_Task input_.

● ● ●

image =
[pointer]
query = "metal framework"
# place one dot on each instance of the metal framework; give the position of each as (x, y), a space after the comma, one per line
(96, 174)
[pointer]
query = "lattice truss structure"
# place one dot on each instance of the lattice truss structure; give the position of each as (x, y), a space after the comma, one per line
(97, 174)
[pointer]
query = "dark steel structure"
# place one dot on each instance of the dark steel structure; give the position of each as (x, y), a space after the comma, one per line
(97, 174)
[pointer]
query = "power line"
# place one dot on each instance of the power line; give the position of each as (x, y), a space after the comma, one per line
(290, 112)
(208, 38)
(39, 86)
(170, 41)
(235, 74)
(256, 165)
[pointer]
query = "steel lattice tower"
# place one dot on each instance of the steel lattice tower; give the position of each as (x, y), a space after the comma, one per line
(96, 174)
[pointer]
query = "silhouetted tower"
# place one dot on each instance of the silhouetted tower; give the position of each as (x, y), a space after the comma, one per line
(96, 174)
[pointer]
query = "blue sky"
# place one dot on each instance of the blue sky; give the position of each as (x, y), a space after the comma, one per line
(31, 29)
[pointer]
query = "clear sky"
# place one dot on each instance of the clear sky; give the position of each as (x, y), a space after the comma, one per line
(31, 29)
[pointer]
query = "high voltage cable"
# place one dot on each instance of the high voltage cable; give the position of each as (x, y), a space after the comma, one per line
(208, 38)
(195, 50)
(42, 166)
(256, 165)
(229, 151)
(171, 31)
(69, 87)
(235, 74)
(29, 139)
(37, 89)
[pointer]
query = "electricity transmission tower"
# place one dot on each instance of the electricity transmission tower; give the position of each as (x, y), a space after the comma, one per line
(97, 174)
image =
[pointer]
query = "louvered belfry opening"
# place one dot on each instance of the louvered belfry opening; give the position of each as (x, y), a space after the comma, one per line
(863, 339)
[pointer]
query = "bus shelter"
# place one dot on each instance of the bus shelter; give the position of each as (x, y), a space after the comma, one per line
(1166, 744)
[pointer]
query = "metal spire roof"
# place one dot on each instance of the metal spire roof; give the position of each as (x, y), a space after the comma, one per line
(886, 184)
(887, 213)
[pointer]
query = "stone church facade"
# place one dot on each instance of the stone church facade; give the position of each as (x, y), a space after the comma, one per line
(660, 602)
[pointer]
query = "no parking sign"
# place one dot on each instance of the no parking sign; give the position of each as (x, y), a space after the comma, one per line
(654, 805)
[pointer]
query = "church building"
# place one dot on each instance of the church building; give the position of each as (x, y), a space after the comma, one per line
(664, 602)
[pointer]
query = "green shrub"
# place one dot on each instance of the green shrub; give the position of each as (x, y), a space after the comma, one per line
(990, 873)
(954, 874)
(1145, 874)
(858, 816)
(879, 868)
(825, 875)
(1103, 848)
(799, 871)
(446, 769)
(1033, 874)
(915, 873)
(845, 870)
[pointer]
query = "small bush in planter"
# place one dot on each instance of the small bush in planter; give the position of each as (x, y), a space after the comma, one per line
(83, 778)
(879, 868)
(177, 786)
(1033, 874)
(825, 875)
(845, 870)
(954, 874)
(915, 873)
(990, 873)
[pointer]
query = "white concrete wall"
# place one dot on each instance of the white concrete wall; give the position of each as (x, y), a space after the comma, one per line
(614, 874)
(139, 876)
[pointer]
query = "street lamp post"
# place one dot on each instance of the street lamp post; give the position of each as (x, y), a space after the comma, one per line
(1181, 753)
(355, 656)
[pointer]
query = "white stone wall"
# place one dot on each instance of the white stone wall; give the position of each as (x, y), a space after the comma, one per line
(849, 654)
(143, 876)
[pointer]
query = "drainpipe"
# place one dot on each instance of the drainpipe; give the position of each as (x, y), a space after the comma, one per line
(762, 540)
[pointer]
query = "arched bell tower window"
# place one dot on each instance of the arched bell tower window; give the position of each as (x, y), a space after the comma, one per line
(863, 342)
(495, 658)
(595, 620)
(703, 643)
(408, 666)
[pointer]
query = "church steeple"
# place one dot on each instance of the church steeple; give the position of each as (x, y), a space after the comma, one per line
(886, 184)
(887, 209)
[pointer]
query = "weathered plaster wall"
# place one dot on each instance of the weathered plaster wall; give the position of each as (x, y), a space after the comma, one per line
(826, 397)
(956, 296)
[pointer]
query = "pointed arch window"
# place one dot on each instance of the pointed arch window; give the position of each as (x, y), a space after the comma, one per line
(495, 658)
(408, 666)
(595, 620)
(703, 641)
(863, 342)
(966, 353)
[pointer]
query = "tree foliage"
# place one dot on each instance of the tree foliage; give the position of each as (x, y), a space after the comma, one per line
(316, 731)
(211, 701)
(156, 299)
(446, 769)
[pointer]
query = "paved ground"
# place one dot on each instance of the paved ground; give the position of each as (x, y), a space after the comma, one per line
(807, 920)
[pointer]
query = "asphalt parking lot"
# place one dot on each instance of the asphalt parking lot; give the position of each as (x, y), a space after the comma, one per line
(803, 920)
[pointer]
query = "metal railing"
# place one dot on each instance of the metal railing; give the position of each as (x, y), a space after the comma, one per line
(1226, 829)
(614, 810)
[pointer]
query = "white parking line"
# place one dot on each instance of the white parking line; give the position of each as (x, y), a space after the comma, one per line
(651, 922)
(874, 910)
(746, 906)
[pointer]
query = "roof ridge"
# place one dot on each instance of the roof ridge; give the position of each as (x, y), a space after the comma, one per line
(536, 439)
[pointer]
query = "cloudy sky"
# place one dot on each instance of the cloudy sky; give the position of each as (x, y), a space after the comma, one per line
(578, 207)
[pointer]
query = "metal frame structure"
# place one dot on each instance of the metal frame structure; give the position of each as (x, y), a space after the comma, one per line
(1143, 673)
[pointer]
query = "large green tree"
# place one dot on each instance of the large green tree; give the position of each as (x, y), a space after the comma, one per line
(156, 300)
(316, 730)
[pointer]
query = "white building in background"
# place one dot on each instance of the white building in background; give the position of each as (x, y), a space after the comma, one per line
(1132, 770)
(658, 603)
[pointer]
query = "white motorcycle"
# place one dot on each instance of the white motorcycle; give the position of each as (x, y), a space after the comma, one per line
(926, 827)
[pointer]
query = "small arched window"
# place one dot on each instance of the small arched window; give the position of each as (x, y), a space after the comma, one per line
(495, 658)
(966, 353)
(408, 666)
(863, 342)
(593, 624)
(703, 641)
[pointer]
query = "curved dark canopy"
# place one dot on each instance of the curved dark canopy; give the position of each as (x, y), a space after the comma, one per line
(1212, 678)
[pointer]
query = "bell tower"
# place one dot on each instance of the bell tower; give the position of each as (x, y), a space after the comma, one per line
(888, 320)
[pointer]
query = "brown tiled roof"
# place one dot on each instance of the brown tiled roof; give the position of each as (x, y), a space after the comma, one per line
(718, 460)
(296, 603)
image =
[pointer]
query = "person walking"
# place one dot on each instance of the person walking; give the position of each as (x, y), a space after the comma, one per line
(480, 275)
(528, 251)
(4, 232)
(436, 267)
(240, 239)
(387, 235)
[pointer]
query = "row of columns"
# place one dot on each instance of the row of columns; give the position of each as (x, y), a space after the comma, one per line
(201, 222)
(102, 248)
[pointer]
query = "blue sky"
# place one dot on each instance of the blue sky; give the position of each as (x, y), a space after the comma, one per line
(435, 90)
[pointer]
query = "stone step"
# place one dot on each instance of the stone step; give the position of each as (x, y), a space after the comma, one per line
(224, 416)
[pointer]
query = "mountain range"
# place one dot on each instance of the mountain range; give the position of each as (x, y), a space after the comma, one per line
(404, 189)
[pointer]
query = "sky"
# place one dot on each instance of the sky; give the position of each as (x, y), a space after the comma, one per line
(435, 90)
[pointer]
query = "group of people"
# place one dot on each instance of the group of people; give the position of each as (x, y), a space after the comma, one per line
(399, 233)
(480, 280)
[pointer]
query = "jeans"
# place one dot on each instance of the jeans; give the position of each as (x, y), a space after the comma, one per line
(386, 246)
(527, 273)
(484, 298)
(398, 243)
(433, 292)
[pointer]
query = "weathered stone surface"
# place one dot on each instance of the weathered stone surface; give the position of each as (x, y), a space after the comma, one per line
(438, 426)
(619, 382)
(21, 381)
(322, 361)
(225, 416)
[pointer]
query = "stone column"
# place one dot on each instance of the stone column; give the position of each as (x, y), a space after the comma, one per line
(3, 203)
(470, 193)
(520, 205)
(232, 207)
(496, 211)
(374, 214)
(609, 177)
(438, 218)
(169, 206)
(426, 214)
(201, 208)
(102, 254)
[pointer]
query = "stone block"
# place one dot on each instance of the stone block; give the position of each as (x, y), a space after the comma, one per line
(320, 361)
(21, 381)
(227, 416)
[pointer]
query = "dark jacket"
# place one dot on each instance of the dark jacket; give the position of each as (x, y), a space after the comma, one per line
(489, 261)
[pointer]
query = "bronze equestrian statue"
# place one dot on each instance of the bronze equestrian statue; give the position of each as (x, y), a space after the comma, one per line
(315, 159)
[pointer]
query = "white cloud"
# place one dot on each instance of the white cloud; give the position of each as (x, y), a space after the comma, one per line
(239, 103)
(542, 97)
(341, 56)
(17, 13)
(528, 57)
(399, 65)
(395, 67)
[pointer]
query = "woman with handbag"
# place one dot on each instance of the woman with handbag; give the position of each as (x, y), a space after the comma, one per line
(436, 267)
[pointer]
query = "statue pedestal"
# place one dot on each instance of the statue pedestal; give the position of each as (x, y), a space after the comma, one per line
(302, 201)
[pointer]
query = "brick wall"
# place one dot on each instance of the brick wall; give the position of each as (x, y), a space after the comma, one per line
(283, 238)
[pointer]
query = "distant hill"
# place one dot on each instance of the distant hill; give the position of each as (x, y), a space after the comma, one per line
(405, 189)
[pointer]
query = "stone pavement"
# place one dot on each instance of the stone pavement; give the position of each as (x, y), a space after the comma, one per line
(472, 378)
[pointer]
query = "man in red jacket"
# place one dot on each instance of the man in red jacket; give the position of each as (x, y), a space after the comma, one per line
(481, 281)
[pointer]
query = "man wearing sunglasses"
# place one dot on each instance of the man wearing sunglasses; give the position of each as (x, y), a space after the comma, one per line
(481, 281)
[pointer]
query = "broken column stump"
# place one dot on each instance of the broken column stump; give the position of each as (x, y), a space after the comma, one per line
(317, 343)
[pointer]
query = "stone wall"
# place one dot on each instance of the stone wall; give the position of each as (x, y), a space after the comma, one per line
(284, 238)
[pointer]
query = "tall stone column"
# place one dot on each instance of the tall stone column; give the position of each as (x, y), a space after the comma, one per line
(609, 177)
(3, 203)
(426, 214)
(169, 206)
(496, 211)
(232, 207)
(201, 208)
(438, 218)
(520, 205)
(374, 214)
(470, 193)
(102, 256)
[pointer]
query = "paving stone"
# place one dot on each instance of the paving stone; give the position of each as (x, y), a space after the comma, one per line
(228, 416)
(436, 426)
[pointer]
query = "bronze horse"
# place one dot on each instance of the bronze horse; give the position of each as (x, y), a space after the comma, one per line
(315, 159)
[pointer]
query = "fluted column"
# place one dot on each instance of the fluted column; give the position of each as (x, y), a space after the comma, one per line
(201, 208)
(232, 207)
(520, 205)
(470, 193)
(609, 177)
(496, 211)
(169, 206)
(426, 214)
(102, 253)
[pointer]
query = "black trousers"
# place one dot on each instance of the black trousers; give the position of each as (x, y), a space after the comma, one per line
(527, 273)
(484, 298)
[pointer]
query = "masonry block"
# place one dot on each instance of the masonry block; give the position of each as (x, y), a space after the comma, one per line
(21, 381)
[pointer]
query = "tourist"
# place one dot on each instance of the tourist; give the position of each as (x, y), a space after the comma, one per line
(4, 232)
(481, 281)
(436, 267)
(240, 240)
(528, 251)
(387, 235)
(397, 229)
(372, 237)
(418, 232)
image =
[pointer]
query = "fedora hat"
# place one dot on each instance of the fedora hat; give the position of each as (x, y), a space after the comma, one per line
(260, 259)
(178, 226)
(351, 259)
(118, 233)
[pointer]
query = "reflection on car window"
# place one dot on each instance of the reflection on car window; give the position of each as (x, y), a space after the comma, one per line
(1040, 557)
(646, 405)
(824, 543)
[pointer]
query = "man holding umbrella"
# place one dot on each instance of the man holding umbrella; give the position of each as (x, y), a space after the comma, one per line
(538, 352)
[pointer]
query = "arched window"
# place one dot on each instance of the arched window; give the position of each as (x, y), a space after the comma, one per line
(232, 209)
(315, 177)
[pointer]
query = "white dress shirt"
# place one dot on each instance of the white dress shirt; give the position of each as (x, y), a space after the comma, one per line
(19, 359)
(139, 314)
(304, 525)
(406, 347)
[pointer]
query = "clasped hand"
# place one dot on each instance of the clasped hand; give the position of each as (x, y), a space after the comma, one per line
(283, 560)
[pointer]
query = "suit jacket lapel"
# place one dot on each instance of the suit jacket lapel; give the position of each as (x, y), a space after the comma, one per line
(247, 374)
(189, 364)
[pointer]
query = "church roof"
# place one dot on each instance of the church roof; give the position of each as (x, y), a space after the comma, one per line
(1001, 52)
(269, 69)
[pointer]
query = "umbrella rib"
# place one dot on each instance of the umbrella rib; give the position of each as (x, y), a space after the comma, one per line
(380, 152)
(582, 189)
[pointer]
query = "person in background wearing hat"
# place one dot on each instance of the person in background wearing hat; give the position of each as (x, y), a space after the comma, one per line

● ● ●

_Task_. Display each line of the listing above in which the string "umbrella" appears.

_Output of the task_.
query = "man holding umbrella"
# place one dot on each instance of the man holding umbrella; give the position of each as (x, y), a space after the comma, one per line
query = "umbrella rib"
# place one dot on each instance of the umbrella rib; give the position of each as (x, y), a space after the comma, one per line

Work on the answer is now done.